* _Письменное задание A_
Сообщите все строки списка, в которых встречается слово «black», приведя каждую такую строку полностью.

* _Текст страницы_
----------------

Пашкины гастроли
Перевели и к нам пятерых мальчишек из интерната самого отдаленного городка области, который по какой-то причине закрыли. В восьмой класс. Ребята растеряны, раньше на выходные их отпускали к родственникам, там был родной город, все знакомо. Понимаем их состояние, уговариваем, убеждаем в том, что это, может быть, к лучшему – ведь впереди выпускной класс, можно все силы бросить на учебу, а получать специальность поедут уже в родной город. Все слушают, но лица кислые. У меня тоже настроение не очень, ведь если будут самовольно уезжать, то слишком далеко за ними ехать.
Проходит неделя, другая… И вот вечером вызывают на работу. Один из ребят – Пашка, слезами умывается, плачет так горько, что впору с ним вместе. Воспитатель в растерянности. Дело в том , что заболела бабушка, некому помочь, некому картошку выкопать, некому накормить бабушку-у-у – просто воет Пашка. Давно таких слез не видела, дети у нас плачут в основном от обид, чаще со злобой, с отчаянием. А тут… Звоним бабушке ( через соседей) – все подтверждается. Совещаемся с директором, обсуждаем такой неординарный случай. Решаемся отпустить, благо, что поезд прямой. С условием, что через два дня вернется. Возвращается, благодарит.
На какое-то время все успокаивается. Недели через две все повторяется снова. Разговариваем с бабушкой – она просит опять отпустить хоть на два денечка. Опять отпускаем.
Пашка производит впечатление очень коммуникабельного парня, услужливого, обаятельного даже в какой-то степени, нравится девочкам. Но главное для него – бабушка. Вызывает уважение.
После третьей «командировки» Пашка задержался. Соседка по телефону сказала, да зачем вы его отпускаете, он тут бабушку запугал, она его боится и делает все, что он прикажет. И вовсе она не болеет, это он ее научил.
Можно сказать – шок. А как же слезы? Да разве можно так плакать не по-настоящему? Да это же…талант?
Является Пашка, проводим долгие разборки, все отрицает, ссылаясь на злую соседку, очень искренне и убедительно. Но тут подъезжает представитель правоохранительных органов из его родного городка и выясняется, что Паша наш совершил серьезную кражу и заведено уголовное дело. Все встало на свои места.
Казалось, знаем про детей своих многое, интуитивно чувствуем – что, как, зачем. А тут такая ошибка.
Постепенно, как законный представитель несовершеннолетнего, защищающего его интересы в суде, выясняю обстоятельства Пашиного «дела».

----------------

* _Данные для задания_
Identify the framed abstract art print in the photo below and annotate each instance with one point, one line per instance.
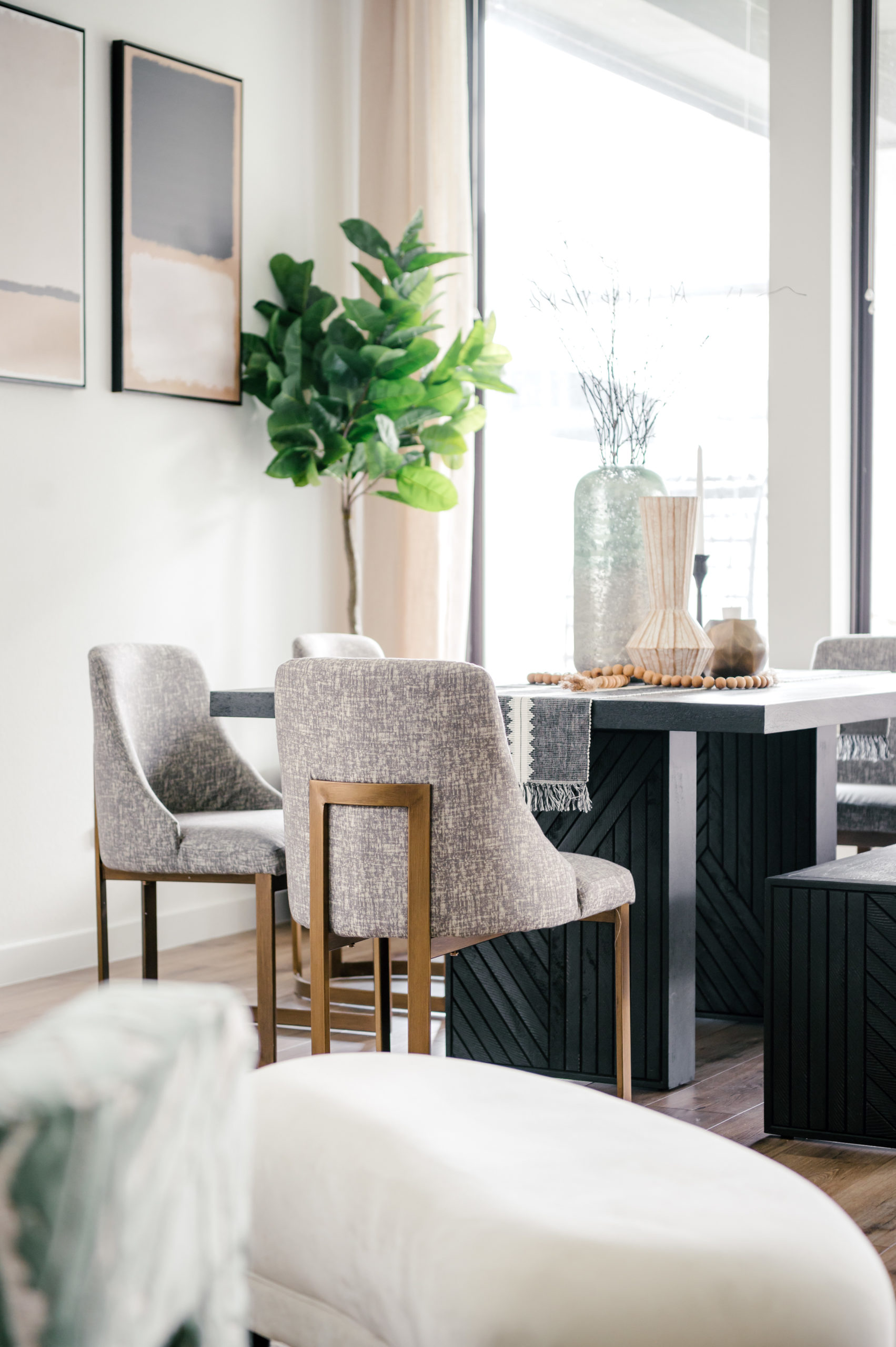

----------------

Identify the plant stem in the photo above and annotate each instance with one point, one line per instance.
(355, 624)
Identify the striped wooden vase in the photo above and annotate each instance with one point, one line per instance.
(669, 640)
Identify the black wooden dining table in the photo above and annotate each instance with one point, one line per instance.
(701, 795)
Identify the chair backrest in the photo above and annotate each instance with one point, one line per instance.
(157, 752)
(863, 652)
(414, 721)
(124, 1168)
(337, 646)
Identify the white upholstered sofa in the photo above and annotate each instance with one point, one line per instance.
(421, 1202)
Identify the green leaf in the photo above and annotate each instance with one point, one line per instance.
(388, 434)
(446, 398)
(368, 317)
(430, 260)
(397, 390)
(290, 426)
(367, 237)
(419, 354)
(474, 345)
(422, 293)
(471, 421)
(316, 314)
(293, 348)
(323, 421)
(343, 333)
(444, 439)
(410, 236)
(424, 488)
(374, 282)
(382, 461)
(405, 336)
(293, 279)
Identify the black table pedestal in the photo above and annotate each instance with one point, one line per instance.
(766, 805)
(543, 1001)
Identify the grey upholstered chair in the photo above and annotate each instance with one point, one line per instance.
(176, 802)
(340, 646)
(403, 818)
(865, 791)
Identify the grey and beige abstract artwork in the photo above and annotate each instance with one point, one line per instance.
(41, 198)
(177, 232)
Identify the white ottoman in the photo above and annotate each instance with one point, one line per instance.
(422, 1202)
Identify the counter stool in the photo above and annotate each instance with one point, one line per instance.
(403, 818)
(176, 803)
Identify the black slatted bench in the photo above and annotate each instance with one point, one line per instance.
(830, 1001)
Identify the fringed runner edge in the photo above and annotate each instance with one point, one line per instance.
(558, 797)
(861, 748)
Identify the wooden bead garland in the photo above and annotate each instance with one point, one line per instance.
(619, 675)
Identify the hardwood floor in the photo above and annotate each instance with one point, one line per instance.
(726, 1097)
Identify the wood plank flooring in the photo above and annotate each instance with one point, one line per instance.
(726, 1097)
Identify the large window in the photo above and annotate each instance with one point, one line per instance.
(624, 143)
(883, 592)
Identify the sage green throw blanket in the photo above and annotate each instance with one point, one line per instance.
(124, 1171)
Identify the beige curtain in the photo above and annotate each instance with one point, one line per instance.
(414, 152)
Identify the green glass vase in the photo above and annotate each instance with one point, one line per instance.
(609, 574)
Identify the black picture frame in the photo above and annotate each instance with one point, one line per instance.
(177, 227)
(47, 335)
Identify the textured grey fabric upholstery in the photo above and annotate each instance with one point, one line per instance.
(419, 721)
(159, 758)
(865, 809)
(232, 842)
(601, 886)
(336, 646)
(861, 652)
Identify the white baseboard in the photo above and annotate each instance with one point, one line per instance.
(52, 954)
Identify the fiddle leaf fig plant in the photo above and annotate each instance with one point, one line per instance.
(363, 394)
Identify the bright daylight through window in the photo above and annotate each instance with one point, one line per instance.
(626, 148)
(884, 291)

----------------

* _Письменное задание B_
Продолжите рассказ «Пашкины гастроли», начав сразу после его последнего предложения.

* _Письменный ответ A_
Identify the black wooden dining table in the photo above and annotate each instance with one point, one line per instance.
Identify the black table pedestal in the photo above and annotate each instance with one point, one line per instance.
Identify the black slatted bench in the photo above and annotate each instance with one point, one line per instance.
Identify the black picture frame in the photo above and annotate each instance with one point, one line per instance.

* _Письменный ответ B_
В свой первый приезд очень хотелось Паше встретиться со своей девушкой, у бабушки он и не был, так, заехал проинструктировать. Девушка, как он сказал, была шикарная, старше его и требовала затрат. Присмотрел Паша одну дачку, наметил план действий и в следующий приезд осуществил его. Вещи, аппаратуру в основном, выгрузил у бабушки в бане, в следующий приезд намеревался все продать и разбогатеть.
Не получилось, сразу задержали, так как хозяин ограбленной дачи уже спохватился и сразу же на Пашку указал. А тут и вещи в баньке обнаружили.
Смысла играть роль сердобольного внука больше не было. Учитывая то, что отныне ему «светили» только поездки в суд, Паша показал себя во всей красе. Стал дерзким, грубым, хорошо зная законы, утверждал, что все равно не посадят.
И все знали, что не посадят. Несовершеннолетний, к тому же еще сирота, да и случай первый. Да хорошо это, что не посадят. Плохо, что так ведет себя и ни в чем не раскаивается.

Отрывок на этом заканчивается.